Reproduce the records exactly, but not the pictures.

Listed records Block Start

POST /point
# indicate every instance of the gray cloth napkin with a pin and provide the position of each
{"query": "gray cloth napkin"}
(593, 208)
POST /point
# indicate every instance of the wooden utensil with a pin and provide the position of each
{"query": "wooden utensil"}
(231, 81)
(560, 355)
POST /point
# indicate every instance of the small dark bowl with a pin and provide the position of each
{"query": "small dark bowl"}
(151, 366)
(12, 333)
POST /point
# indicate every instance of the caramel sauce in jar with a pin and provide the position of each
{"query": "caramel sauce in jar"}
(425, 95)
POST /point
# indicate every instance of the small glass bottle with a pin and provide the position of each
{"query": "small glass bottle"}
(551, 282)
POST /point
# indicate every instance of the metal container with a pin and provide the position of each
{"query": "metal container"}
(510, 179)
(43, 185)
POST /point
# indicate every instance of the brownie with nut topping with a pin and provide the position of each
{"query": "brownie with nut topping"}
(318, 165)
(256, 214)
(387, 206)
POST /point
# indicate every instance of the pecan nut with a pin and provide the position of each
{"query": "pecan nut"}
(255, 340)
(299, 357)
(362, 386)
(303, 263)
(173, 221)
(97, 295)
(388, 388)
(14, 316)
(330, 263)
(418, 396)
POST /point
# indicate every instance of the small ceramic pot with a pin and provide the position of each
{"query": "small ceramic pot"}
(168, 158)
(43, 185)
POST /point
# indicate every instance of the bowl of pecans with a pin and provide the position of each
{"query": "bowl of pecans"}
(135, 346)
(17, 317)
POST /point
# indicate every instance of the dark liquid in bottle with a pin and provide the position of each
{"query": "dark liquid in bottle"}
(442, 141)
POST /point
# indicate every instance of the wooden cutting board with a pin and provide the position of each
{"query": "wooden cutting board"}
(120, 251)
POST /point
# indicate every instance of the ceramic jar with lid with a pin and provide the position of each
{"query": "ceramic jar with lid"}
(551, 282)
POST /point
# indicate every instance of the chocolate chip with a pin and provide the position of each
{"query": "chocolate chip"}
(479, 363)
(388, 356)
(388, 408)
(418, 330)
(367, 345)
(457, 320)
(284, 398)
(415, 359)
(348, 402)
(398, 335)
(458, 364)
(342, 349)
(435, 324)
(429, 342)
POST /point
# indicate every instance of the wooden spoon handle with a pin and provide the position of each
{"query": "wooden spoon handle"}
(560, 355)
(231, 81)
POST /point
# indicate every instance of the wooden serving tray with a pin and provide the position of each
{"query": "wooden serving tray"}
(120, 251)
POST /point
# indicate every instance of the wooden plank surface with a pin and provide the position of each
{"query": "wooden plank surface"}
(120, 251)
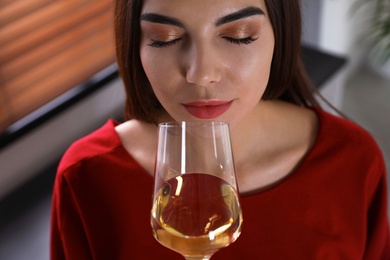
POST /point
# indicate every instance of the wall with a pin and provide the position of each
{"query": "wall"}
(25, 158)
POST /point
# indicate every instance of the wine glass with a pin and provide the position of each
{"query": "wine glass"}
(196, 209)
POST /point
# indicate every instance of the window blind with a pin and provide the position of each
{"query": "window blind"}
(48, 47)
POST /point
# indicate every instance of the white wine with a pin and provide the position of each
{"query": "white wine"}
(196, 214)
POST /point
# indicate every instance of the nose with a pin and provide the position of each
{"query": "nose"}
(203, 66)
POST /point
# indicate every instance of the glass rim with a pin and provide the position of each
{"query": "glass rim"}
(193, 123)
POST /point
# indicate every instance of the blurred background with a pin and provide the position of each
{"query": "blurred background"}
(58, 82)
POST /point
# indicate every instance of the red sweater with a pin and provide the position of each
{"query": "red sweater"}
(334, 206)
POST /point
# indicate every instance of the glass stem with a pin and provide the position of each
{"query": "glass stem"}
(197, 258)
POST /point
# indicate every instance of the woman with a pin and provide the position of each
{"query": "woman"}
(313, 186)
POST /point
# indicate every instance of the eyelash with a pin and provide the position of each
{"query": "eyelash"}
(161, 44)
(247, 40)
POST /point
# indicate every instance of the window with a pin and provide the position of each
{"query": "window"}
(48, 47)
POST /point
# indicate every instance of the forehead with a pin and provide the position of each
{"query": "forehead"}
(198, 10)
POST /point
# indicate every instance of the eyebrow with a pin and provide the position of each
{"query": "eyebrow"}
(158, 18)
(243, 13)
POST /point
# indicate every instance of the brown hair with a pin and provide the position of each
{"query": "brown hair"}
(288, 79)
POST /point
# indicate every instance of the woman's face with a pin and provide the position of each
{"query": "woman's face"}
(207, 60)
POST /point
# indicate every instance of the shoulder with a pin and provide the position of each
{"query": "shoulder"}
(140, 140)
(348, 143)
(344, 130)
(100, 142)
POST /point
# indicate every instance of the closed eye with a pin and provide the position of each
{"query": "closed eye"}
(247, 40)
(162, 44)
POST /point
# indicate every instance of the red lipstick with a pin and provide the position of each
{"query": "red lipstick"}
(207, 109)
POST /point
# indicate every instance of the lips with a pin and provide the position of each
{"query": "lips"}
(207, 109)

Listed records Block End

Response to the exercise:
POST /point
# indicate every instance of the gray cloth napkin with a pin and provide the position of each
{"query": "gray cloth napkin"}
(593, 208)
POST /point
# indicate every instance of the wooden utensil with a pin and provide the position of each
{"query": "wooden utensil"}
(231, 81)
(560, 355)
POST /point
# indicate every instance of the small dark bowl with a pin and provide the position of each
{"query": "small dark bowl"}
(151, 366)
(12, 333)
POST /point
# indicate every instance of the caramel sauce in jar with a pin and provide the position of each
{"query": "caramel sauce in jar"}
(425, 95)
POST /point
# indicate every instance of the small glass bottle with a pin and provide the position of each
{"query": "small glass bottle"}
(551, 282)
POST /point
# indicate every instance of the metal container with a pin and provide the position of each
{"query": "metal container"}
(510, 179)
(43, 185)
POST /point
# indicate every instance of the brownie with nut topping with a pin and provide the position of each
{"query": "brownie with nut topping"}
(318, 165)
(256, 214)
(387, 206)
POST /point
# indicate every instance of the pecan nut with a pin and provide the position of each
{"query": "pecan nut"}
(255, 340)
(299, 357)
(362, 386)
(303, 263)
(173, 221)
(97, 295)
(388, 388)
(14, 316)
(330, 263)
(418, 396)
POST /point
# indicate every instance of the small ceramic pot with a pin and provide the position of each
{"query": "small ceramic pot"}
(168, 158)
(43, 185)
POST /point
# indicate every instance of the bowl of pecans with a pin and provide the position of each
{"query": "bowl of pecans"}
(135, 346)
(17, 317)
POST /point
# indicate every instance of the dark liquid in bottle with a pin and provide the position of each
{"query": "dark liquid in bottle"}
(442, 141)
POST /point
# indicate every instance of the wooden cutting board with a pin and provide the position of each
{"query": "wooden cutting board"}
(120, 251)
POST /point
# indicate every instance of the ceramic jar with lid with a pin and provide the position of each
{"query": "ceramic jar with lid"}
(551, 282)
POST /point
# indicate every instance of the chocolate chip with a pin and provide the position of each
{"query": "chocolate chip"}
(479, 363)
(388, 356)
(388, 408)
(418, 330)
(367, 345)
(457, 320)
(284, 398)
(415, 359)
(348, 402)
(398, 335)
(458, 364)
(342, 349)
(435, 324)
(429, 342)
POST /point
# indicate every instance of the wooden spoon handle with a pin and provide the position of each
{"query": "wooden spoon handle"}
(560, 355)
(231, 81)
POST /point
# indicate every instance of the wooden serving tray with a pin and provide the position of each
{"query": "wooden serving tray"}
(120, 251)
POST /point
# indicate every instance of the wooden plank surface with a pin and provide the position of each
{"query": "wooden plank surface"}
(120, 251)
POST /point
# indicate every instance of the wall with a pin and provide the position of each
{"query": "wall"}
(25, 158)
POST /point
# indicate every instance of the wine glass with a pin and provide the position of each
{"query": "wine glass"}
(196, 209)
POST /point
# indicate every instance of the window blind with a pin and provide the position of each
{"query": "window blind"}
(48, 47)
POST /point
# indicate every instance of the white wine with a pin and provide the position of each
{"query": "white wine"}
(196, 214)
POST /point
# indicate every instance of the nose with a pin and provide the position of each
{"query": "nose"}
(203, 66)
POST /point
# indicate every instance of the glass rim with a pin and provide the position of each
{"query": "glass rim"}
(193, 123)
POST /point
# indicate every instance of the blurred background with a pin and provide the position of each
{"query": "blurred background"}
(58, 82)
POST /point
# indicate every instance of the red sweater with a pin and provide the position of each
{"query": "red sweater"}
(334, 206)
POST /point
# indicate every instance of the glass stem with a pin and provide the position of each
{"query": "glass stem"}
(197, 258)
POST /point
# indicate every instance of the woman with a pin and provide the position of each
{"query": "woman"}
(313, 186)
POST /point
# indicate every instance of the eyelash with a pin and provide the position of each
{"query": "eyelash"}
(161, 44)
(247, 40)
POST /point
# indicate every instance of the window with a pin and provide the position of each
{"query": "window"}
(48, 47)
POST /point
# indicate every instance of the forehead with a pin and provide the position of each
{"query": "forehead"}
(198, 10)
POST /point
# indicate every instance of the eyebrow with a pin and provide the position of each
{"query": "eyebrow"}
(158, 18)
(243, 13)
POST /point
# indicate every instance of the brown hair with a pin and provide the position of each
{"query": "brown hair"}
(288, 79)
POST /point
# indicate every instance of the woman's face with a pin and provide the position of each
{"query": "woman's face"}
(207, 60)
POST /point
# indicate every instance of the shoulder with a pin and provide the position of each
{"query": "shoulder"}
(140, 140)
(348, 143)
(344, 130)
(100, 142)
POST /point
# indicate every instance of the closed eye with a pin and provide the position of each
{"query": "closed eye"}
(247, 40)
(162, 44)
POST /point
# indicate every instance of the red lipstick with a pin and provide the position of each
{"query": "red lipstick"}
(207, 109)
POST /point
# indicate every instance of the lips with a pin and provide the position of each
{"query": "lips"}
(207, 109)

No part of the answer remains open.